__SOURCE EXCERPT__.
============================================================

Learning from those with differing opinions.
My Instagram feed is an interesting place—art projects, DIY videos, memes and political posts scatter my explorer page. Scrolling through, I love the mix of creative, innovative, funny, serious and thought-provoking content that I see every day, or perhaps multiple times a day. I also enjoy sharing posts that are most striking to me with my friends, sending memes to people I know will appreciate humor, art posts to those I know are artistic and word-play to those I know most appreciate puns and other literary cleverness. But I send posts about social justice and politics to all of my friends because it’s important to me to foster a dialogue about current events and political values with the people I hold dear.
I know that with every conversation I have with my friends, I will walk away with a stronger, more nuanced point of view, and hopefully, they will too. When engaging in respectful discourse, my ideas become bigger, and my ignorance fades. Because of these numerous past experiences, I have come to expect every conversation I initiate with friends to be respectful and nurture growth. If I try to start a dialogue with one of my friends and they don’t show interest or respect, I am taken aback.
A few weeks ago, on a USY retreat, I spent much of my free time hanging out with my roommates; two were old friends, one was an acquaintance and one I had only met the day before. It was an interesting mix of new and old—getting to know new people and spending time with longstanding friends. As I was sitting on my bed scrolling through my Instagram, I came across a post that showed how many cents women of different races earn to a white man’s dollar. I thought that this was both interesting and disturbing and would be appropriate to share with these friends. I hoped that we might have an interesting discussion that would help me get to know my roommates better and develop my own ideas.

============================================================

__SOURCE DATA__.
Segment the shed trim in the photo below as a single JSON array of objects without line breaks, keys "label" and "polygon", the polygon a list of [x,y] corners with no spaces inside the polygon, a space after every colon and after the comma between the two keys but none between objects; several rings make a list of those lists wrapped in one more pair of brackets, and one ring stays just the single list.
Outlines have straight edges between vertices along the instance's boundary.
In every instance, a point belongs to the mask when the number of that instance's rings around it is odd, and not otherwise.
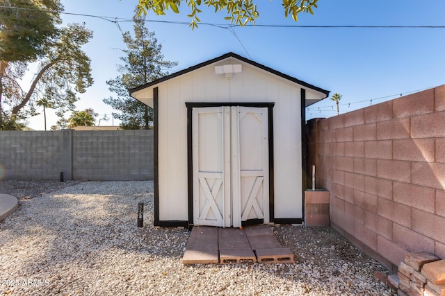
[{"label": "shed trim", "polygon": [[305,191],[307,186],[307,175],[305,173],[306,168],[307,166],[307,150],[306,149],[306,143],[307,142],[307,132],[306,126],[306,107],[304,103],[306,101],[306,89],[300,89],[300,97],[301,97],[301,171],[302,175],[302,197],[301,199],[302,204],[302,217],[305,217]]},{"label": "shed trim", "polygon": [[[273,106],[275,103],[246,103],[246,102],[186,102],[187,107],[187,164],[188,164],[188,224],[193,224],[193,153],[192,141],[192,111],[193,108],[207,107],[255,107],[268,108],[268,162],[269,162],[269,220],[274,222],[274,174],[273,174]],[[250,219],[242,223],[243,225],[262,224],[261,219]]]},{"label": "shed trim", "polygon": [[197,64],[196,64],[195,66],[191,67],[189,68],[185,69],[184,70],[179,71],[176,72],[176,73],[172,73],[170,75],[168,75],[168,76],[162,77],[162,78],[161,78],[159,79],[156,79],[156,80],[153,80],[153,81],[149,82],[148,83],[146,83],[145,85],[140,85],[138,87],[134,87],[133,89],[129,89],[130,96],[133,96],[133,93],[134,93],[136,92],[138,92],[139,90],[143,89],[146,88],[146,87],[152,87],[154,85],[158,85],[158,84],[159,84],[161,82],[163,82],[164,81],[168,80],[170,79],[174,78],[177,77],[177,76],[180,76],[186,74],[186,73],[187,73],[188,72],[191,72],[192,71],[194,71],[194,70],[196,70],[197,69],[202,68],[203,67],[207,66],[209,64],[217,62],[218,62],[220,60],[222,60],[227,59],[228,58],[234,58],[238,59],[238,60],[241,60],[242,62],[244,62],[245,63],[250,64],[251,64],[252,66],[257,67],[258,67],[259,69],[263,69],[264,71],[266,71],[268,72],[270,72],[270,73],[273,73],[275,75],[277,75],[277,76],[278,76],[280,77],[282,77],[282,78],[283,78],[284,79],[286,79],[286,80],[288,80],[289,81],[291,81],[293,82],[295,82],[295,83],[297,83],[298,85],[302,85],[302,86],[303,86],[305,87],[307,87],[307,88],[314,89],[315,91],[321,92],[321,93],[324,94],[326,96],[326,98],[329,96],[330,91],[323,89],[320,88],[318,87],[316,87],[315,85],[311,85],[311,84],[307,83],[307,82],[306,82],[305,81],[302,81],[302,80],[300,80],[299,79],[297,79],[295,77],[292,77],[292,76],[289,76],[287,74],[285,74],[284,73],[280,72],[279,71],[274,70],[272,68],[270,68],[270,67],[268,67],[267,66],[264,66],[264,64],[259,64],[259,63],[258,63],[257,62],[254,62],[254,61],[252,61],[251,60],[247,59],[247,58],[244,58],[244,57],[243,57],[241,55],[237,55],[236,53],[232,53],[232,52],[229,52],[229,53],[225,53],[225,54],[224,54],[224,55],[221,55],[220,57],[215,58],[213,58],[211,60],[209,60],[208,61],[203,62]]}]

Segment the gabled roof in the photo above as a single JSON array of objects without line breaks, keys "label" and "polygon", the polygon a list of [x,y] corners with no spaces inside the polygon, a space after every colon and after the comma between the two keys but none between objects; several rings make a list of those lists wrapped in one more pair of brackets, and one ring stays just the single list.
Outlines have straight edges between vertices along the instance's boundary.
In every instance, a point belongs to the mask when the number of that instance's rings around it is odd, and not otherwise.
[{"label": "gabled roof", "polygon": [[327,91],[327,90],[325,90],[325,89],[323,89],[320,88],[320,87],[316,87],[315,85],[311,85],[309,83],[305,82],[304,82],[302,80],[300,80],[299,79],[297,79],[297,78],[296,78],[294,77],[290,76],[289,76],[287,74],[284,74],[284,73],[281,73],[281,72],[280,72],[280,71],[278,71],[277,70],[274,70],[272,68],[269,68],[268,67],[266,67],[266,66],[264,66],[264,64],[257,63],[257,62],[254,62],[252,60],[248,60],[248,59],[247,59],[247,58],[245,58],[244,57],[242,57],[242,56],[241,56],[239,55],[237,55],[236,53],[234,53],[230,52],[230,53],[227,53],[226,54],[224,54],[224,55],[221,55],[220,57],[215,58],[213,59],[209,60],[208,60],[207,62],[204,62],[200,63],[200,64],[197,64],[195,66],[191,67],[189,68],[185,69],[179,71],[178,72],[173,73],[172,74],[164,76],[164,77],[163,77],[161,78],[156,79],[156,80],[152,81],[152,82],[146,83],[145,85],[143,85],[138,86],[137,87],[134,87],[133,89],[129,89],[130,96],[131,96],[133,94],[133,93],[134,93],[136,92],[138,92],[138,91],[139,91],[140,89],[143,89],[147,88],[147,87],[152,87],[153,85],[156,85],[159,84],[159,83],[161,83],[162,82],[168,80],[169,79],[172,79],[172,78],[174,78],[175,77],[180,76],[181,75],[186,74],[186,73],[187,73],[188,72],[191,72],[192,71],[194,71],[194,70],[196,70],[197,69],[202,68],[203,67],[207,66],[209,64],[213,64],[214,62],[219,62],[220,60],[227,59],[227,58],[236,58],[238,60],[240,60],[242,62],[244,62],[245,63],[250,64],[251,64],[252,66],[257,67],[258,67],[259,69],[261,69],[263,70],[267,71],[268,72],[272,73],[273,73],[275,75],[277,75],[277,76],[278,76],[280,77],[282,77],[282,78],[283,78],[284,79],[287,79],[288,80],[290,80],[290,81],[291,81],[293,82],[299,84],[299,85],[302,85],[302,86],[303,86],[305,87],[307,87],[307,88],[314,89],[315,91],[320,92],[321,92],[323,94],[325,94],[326,95],[326,97],[327,97],[329,96],[329,93],[330,92],[330,91]]}]

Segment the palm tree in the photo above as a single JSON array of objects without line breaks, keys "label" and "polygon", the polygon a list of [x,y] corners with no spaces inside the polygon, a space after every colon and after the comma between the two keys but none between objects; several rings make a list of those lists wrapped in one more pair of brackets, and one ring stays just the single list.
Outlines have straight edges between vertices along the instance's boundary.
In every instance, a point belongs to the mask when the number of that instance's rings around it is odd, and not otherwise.
[{"label": "palm tree", "polygon": [[53,105],[47,98],[43,98],[37,101],[37,105],[43,107],[43,117],[44,118],[44,130],[47,130],[47,108],[52,108]]},{"label": "palm tree", "polygon": [[340,112],[339,112],[339,101],[340,101],[341,99],[342,96],[341,96],[340,94],[339,94],[338,92],[336,92],[331,97],[331,100],[335,101],[335,104],[337,105],[337,115],[339,115],[340,114]]}]

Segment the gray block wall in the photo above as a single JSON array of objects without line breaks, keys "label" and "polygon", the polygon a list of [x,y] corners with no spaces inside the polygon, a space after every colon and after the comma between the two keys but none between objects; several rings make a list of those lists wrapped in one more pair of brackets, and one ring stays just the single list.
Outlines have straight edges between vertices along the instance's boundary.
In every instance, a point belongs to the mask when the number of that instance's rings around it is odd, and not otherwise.
[{"label": "gray block wall", "polygon": [[153,131],[1,131],[0,180],[153,179]]}]

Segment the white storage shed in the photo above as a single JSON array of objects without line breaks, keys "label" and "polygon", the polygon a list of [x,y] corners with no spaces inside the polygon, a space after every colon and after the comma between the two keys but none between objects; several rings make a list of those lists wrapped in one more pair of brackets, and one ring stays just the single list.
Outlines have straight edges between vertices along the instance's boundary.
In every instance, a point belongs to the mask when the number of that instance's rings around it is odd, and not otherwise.
[{"label": "white storage shed", "polygon": [[328,91],[229,53],[130,94],[154,109],[154,225],[302,223],[305,109]]}]

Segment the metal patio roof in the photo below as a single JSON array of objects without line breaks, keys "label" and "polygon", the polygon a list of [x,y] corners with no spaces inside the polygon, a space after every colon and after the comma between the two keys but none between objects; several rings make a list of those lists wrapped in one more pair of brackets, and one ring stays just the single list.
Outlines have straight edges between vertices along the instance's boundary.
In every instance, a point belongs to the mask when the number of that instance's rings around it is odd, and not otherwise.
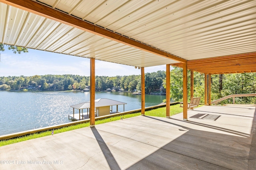
[{"label": "metal patio roof", "polygon": [[256,72],[255,0],[40,1],[0,0],[0,43],[140,67],[222,57],[228,70],[198,71]]},{"label": "metal patio roof", "polygon": [[[90,108],[90,101],[86,102],[71,106],[70,107],[76,109],[87,109]],[[95,107],[126,104],[127,104],[126,103],[117,101],[109,99],[102,98],[95,100]]]}]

============================================================

__PROBLEMS TO WORK ON__.
- a) Translate the following sentence from the essay into Spanish: "When engaging in respectful discourse, my ideas become bigger, and my ignorance fades."
- b) Copy the lines of the records starting with the line containing "Segment the metal" and going on through the end of the records, leaving the picture out of your answer.

__SOLVED TASKS__.
- a) Al entablar un discurso respetuoso, mis ideas se hacen más grandes y mi ignorancia se desvanece.

- b)
Segment the metal patio roof in the photo below as a single JSON array of objects without line breaks, keys "label" and "polygon", the polygon a list of [x,y] corners with no spaces inside the polygon, a space after every colon and after the comma between the two keys but none between objects; several rings make a list of those lists wrapped in one more pair of brackets, and one ring stays just the single list.
Outlines have straight edges between vertices along the instance's boundary.
In every instance, a point belongs to the mask when the number of that instance's rings around it is odd, and not otherwise.
[{"label": "metal patio roof", "polygon": [[256,72],[255,0],[40,1],[0,0],[0,43],[140,67],[222,57],[228,70],[198,71]]},{"label": "metal patio roof", "polygon": [[[90,108],[90,101],[86,102],[71,106],[70,107],[76,109],[87,109]],[[95,107],[126,104],[127,104],[126,103],[117,101],[109,99],[102,98],[95,100]]]}]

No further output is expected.